## RECORDS PROVIDED
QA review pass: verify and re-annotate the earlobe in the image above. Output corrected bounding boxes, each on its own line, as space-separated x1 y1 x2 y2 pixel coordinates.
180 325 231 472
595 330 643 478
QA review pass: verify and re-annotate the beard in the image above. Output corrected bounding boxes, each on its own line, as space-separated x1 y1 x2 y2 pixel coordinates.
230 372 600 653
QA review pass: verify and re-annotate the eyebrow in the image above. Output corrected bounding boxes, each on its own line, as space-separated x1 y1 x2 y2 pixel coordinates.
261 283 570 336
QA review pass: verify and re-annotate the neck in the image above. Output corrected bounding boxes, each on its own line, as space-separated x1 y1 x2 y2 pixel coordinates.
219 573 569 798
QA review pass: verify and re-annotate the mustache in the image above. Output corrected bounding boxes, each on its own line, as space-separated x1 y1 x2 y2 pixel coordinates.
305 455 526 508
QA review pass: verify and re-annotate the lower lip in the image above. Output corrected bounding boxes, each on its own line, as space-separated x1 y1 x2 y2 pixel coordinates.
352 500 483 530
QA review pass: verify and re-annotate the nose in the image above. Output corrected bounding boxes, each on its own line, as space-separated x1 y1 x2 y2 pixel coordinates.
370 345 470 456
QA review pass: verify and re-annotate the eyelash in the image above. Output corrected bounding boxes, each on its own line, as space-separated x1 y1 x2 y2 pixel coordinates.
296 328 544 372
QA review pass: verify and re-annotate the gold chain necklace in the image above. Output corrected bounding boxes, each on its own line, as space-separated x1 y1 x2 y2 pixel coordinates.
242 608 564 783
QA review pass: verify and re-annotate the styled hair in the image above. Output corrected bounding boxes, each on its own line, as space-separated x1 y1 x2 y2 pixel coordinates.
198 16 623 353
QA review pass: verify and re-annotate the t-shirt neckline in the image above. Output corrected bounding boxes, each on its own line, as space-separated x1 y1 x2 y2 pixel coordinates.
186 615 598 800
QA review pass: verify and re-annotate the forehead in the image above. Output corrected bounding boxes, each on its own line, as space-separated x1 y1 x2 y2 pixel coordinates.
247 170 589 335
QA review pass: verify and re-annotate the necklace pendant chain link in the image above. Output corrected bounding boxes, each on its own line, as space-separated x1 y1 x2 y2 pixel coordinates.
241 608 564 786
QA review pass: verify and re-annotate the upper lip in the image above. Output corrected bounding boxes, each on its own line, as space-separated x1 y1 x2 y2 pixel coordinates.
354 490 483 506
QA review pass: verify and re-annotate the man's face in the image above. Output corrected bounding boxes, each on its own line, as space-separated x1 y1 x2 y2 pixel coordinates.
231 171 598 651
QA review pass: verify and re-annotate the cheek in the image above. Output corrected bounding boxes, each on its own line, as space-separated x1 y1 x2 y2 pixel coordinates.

## PROBLEM DESCRIPTION
Put every line of the material above into a JSON list of strings, one string per line, leaving out blank lines.

## RESULT FOR THIS TASK
[
  "QA review pass: verify and re-annotate the earlobe in the image above. Output corrected bounding boxes, each on its own line, as space-separated x1 y1 x2 y2 pixel coordinates.",
  "180 325 231 472",
  "595 330 643 478",
  "QA review pass: verify and re-annotate the beard in the image above. Output corrected bounding boxes, each on its own line, as space-separated x1 y1 x2 y2 pixel coordinates.",
  "230 372 600 653",
  "QA review pass: verify and re-annotate the eyebrow in the image above. Output corrected bounding boxes, each on its own line, as space-separated x1 y1 x2 y2 pixel coordinates.",
  "261 283 570 336",
  "QA review pass: verify and re-annotate the neck in the image above. Output corrected bounding boxes, each on its own line, as space-separated x1 y1 x2 y2 pixel coordinates.",
  "219 573 569 798",
  "QA review pass: verify and re-annotate the mustache in the image above. Output corrected bounding boxes, each on its own line, as space-separated x1 y1 x2 y2 pixel coordinates.",
  "305 455 526 508",
  "QA review pass: verify and re-annotate the lower lip in the image above. Output corrected bounding boxes, each on its own line, as space-separated x1 y1 x2 y2 pixel coordinates.",
  "352 500 483 530",
  "QA review pass: verify and re-annotate the nose in the image above. Output corrected bounding boxes, each on its own line, as space-separated x1 y1 x2 y2 pixel coordinates.",
  "370 345 470 456",
  "QA review pass: verify and re-annotate the eyelash in the image above. Output corrected bounding boxes, each on its own line, as space-separated x1 y1 x2 y2 pixel coordinates.",
  "296 328 544 372",
  "QA review pass: verify and re-annotate the gold chain necklace in the image above. Output corrected bounding boxes, each on its own line, as space-separated x1 y1 x2 y2 pixel coordinates.",
  "242 608 564 783",
  "QA review pass: verify and re-annotate the styled hair in the image above. Output corrected bounding boxes, each on its own line, as space-separated x1 y1 x2 y2 pixel coordinates.",
  "198 16 623 353",
  "QA review pass: verify and re-annotate the t-shirt neckline in the image above. Output corrected bounding boxes, each on its own line, as space-separated x1 y1 x2 y2 pixel coordinates.",
  "186 615 598 800",
  "QA review pass: verify and re-annotate the forehead in the image above. Output corrected bounding boxes, each on its own line, as space-separated x1 y1 x2 y2 pixel coordinates.",
  "247 170 589 335",
  "QA review pass: verify and re-annotate the necklace pendant chain link in the image above. Output corrected bounding boxes, each on its own line, as space-separated x1 y1 x2 y2 pixel coordinates.",
  "241 608 564 786",
  "QA review pass: verify and re-annotate the upper lip in the image above. Output corrected bounding boxes, each on its own line, as space-separated x1 y1 x2 y2 pixel coordinates.",
  "354 490 483 506",
  "QA review pass: verify and re-annotate the man's face in the image above. Output corrected bounding boxes, each on its own line, as space-separated x1 y1 x2 y2 pixel coordinates.",
  "231 171 598 651",
  "QA review pass: verify and re-annotate the cheek in the image above. Output corrected bounding boxes, each on its own line, as space-separated x1 y1 x2 y2 pixel coordinates."
]